### WRITTEN INSTRUCTION
Copy all the material that follows, keeping every character the same.

### EXERCISE INPUTS
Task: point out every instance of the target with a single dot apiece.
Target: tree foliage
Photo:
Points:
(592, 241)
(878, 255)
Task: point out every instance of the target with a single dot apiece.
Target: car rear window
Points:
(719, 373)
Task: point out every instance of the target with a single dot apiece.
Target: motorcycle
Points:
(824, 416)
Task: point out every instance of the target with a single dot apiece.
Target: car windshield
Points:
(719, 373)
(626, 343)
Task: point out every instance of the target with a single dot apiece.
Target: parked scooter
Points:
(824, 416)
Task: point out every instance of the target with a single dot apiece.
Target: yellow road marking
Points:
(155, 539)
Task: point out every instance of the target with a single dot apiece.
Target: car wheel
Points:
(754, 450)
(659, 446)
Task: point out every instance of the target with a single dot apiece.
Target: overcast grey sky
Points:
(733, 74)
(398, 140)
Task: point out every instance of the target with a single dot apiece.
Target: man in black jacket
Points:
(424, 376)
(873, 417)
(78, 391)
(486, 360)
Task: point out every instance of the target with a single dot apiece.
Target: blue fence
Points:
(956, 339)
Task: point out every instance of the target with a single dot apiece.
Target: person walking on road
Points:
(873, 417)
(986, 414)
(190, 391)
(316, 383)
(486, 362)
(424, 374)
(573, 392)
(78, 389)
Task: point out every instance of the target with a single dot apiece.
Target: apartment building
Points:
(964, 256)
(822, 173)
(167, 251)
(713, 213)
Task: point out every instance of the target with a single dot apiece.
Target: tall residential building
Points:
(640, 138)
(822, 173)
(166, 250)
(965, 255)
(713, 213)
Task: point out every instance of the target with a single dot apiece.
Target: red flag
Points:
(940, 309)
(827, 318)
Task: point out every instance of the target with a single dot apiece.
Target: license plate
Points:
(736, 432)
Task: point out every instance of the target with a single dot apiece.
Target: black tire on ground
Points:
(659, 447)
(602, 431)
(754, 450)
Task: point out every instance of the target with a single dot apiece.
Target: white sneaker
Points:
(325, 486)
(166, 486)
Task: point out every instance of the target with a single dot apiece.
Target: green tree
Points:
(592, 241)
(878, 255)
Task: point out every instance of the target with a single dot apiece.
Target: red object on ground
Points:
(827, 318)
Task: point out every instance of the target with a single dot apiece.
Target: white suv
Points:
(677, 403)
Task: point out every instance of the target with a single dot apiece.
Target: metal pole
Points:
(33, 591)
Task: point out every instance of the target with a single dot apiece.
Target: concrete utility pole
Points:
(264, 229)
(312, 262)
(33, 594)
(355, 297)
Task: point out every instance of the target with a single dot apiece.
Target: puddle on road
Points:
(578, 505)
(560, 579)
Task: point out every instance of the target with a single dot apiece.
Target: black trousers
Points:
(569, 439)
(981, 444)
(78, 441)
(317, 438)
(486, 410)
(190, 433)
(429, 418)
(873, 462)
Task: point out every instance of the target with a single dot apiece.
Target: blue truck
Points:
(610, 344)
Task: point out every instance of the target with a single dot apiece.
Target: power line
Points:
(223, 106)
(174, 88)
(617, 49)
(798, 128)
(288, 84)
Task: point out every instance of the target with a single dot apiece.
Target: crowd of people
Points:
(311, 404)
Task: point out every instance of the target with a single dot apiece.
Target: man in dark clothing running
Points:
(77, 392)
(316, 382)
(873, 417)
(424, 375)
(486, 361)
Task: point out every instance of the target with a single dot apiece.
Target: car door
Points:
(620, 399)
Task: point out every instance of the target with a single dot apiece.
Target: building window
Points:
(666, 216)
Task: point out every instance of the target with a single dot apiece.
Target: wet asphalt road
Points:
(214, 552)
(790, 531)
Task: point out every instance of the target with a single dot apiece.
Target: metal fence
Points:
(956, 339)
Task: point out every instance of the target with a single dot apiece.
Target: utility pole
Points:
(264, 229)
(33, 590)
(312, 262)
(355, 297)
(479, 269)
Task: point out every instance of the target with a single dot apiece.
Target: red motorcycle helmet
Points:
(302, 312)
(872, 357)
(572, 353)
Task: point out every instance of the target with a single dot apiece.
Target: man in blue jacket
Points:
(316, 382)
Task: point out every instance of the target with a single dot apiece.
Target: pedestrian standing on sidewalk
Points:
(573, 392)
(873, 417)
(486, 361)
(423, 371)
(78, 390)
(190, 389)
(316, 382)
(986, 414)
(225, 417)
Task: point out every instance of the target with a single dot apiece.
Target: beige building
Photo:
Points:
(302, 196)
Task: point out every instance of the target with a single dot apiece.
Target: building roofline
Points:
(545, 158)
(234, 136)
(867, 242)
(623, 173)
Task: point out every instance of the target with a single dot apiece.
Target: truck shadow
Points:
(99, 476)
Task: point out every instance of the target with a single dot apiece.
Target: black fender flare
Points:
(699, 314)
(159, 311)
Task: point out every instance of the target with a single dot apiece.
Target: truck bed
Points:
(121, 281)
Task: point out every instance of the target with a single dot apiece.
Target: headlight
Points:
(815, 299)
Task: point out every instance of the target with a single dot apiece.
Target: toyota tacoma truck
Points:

### ANSWER TO THIS TASK
Task: point out every instance of the target with a single dot apiece.
Target: tree foliage
Photo:
Points:
(592, 241)
(878, 255)
Task: point out every instance of the target with a single dot apiece.
Target: car rear window
Points:
(719, 373)
Task: point out every instance of the target with a single dot apiece.
Target: motorcycle
Points:
(824, 416)
Task: point out every instance of the target with a single dot apiece.
Target: car windshield
Points:
(719, 373)
(626, 343)
Task: point out every instance of the target with a single dot apiece.
Target: parked scooter
Points:
(824, 416)
Task: point out every instance of the target with a single dot apiece.
Target: yellow road marking
Points:
(155, 539)
Task: point out every instance of the target with a single dot apiece.
Target: car wheel
Points:
(754, 450)
(659, 446)
Task: point out every instance of the target with a single dot apiece.
Target: overcast grey sky
Points:
(733, 74)
(398, 140)
Task: point out every instance of the target with a single dot apiece.
Target: man in black jacket
Points:
(424, 376)
(873, 417)
(78, 391)
(486, 360)
Task: point out every instance of the target with a single dot apiece.
Target: blue fence
Points:
(956, 339)
Task: point out every instance of the target with a single dot apiece.
Target: person walking on road
Points:
(873, 417)
(986, 414)
(190, 391)
(316, 383)
(486, 362)
(424, 374)
(573, 392)
(78, 389)
Task: point out every instance of the target with a single dot apiece.
Target: apartment building
Points:
(964, 256)
(822, 173)
(167, 251)
(713, 213)
Task: point out every instance of the target with a single dot apiece.
Target: tall residential building
Points:
(640, 138)
(822, 173)
(166, 250)
(965, 255)
(713, 213)
Task: point out every instance of the target with a single dot apiece.
Target: red flag
Points:
(940, 309)
(827, 318)
Task: point out every instance of the target with a single dot apiece.
Target: license plate
Points:
(736, 432)
Task: point out every instance of the target with a single dot apiece.
Target: black tire on ground
Points:
(659, 447)
(602, 431)
(754, 450)
Task: point out every instance of the target with a single dot apiece.
Target: white sneaker
Points:
(325, 486)
(166, 486)
Task: point out every instance of the target with a single dot apiece.
Target: green tree
Points:
(592, 241)
(878, 255)
Task: point out every instance of the target with a single dot apiece.
Target: red object on ground
Points:
(827, 318)
Task: point out every instance of the target with a single dot apiece.
Target: white suv
Points:
(677, 403)
Task: point out every instance of the target with a single dot apiece.
Target: metal pole
Points:
(33, 591)
Task: point out every instance of the target with a single dot apiece.
Target: concrete utility pole
Points:
(264, 229)
(312, 262)
(33, 594)
(355, 297)
Task: point out every instance of the target with a single dot apiece.
Target: puddle on road
Points:
(578, 505)
(560, 579)
Task: point out every instance of the target with a single dot apiece.
Target: black trousers
Points:
(569, 439)
(981, 444)
(78, 441)
(317, 438)
(486, 410)
(190, 433)
(429, 418)
(873, 462)
Task: point out every instance of the target with a single dot apiece.
Target: blue truck
Points:
(610, 344)
Task: point out every instance of the target with a single dot apiece.
Target: power line
Points:
(223, 106)
(174, 88)
(617, 49)
(798, 128)
(288, 84)
Task: point out every instance of the target with a single dot apiece.
Target: crowd of people
Points:
(311, 404)
Task: point out every instance of the target with a single dot apiece.
Target: man in dark clothing running
Points:
(77, 392)
(316, 382)
(873, 417)
(424, 375)
(486, 361)
Task: point out every instance of the target with a single dot apiece.
Target: car door
Points:
(620, 399)
Task: point out every instance of the target with a single dot apiece.
Target: building window
Points:
(666, 216)
Task: point out every instance of the target with a single dot apiece.
Target: wet asphalt road
Points:
(214, 552)
(790, 531)
Task: point out every instance of the target with a single dot apiece.
Target: metal fence
Points:
(956, 339)
Task: point out every instance of the target with a single dot apiece.
Target: utility pole
Points:
(264, 229)
(33, 590)
(312, 262)
(355, 297)
(479, 269)
Task: point out every instance of the target with a single dot apiece.
Target: red motorcycle helmet
Points:
(302, 312)
(872, 357)
(572, 353)
Task: point out every instance of the target with a single dot apiece.
Target: man in blue jacket
Points:
(316, 382)
Task: point out every instance of the target with a single dot apiece.
Target: pedestrian standing on sidewalk
Points:
(573, 392)
(873, 417)
(486, 361)
(423, 371)
(78, 390)
(190, 389)
(316, 382)
(986, 414)
(225, 417)
Task: point out every instance of the target with a single dot apiece.
Target: beige building
Photo:
Points:
(302, 196)
Task: point out every instance of the target with a single dot apiece.
Target: building roofline
Points:
(545, 158)
(234, 136)
(867, 242)
(623, 173)
Task: point out every instance of the target with a single dot apiece.
Target: truck shadow
Points:
(99, 476)
Task: point out every instance of the target with a single dot apiece.
Target: black fender flare
Points:
(699, 314)
(159, 311)
Task: point out every instance of the target with a single dot apiece.
Target: truck bed
Points:
(121, 281)
Task: point out every instance of the target with a single dot apiece.
Target: headlight
Points:
(815, 299)
Task: point out every instance of the target with a single dot apiece.
Target: toyota tacoma truck
Points:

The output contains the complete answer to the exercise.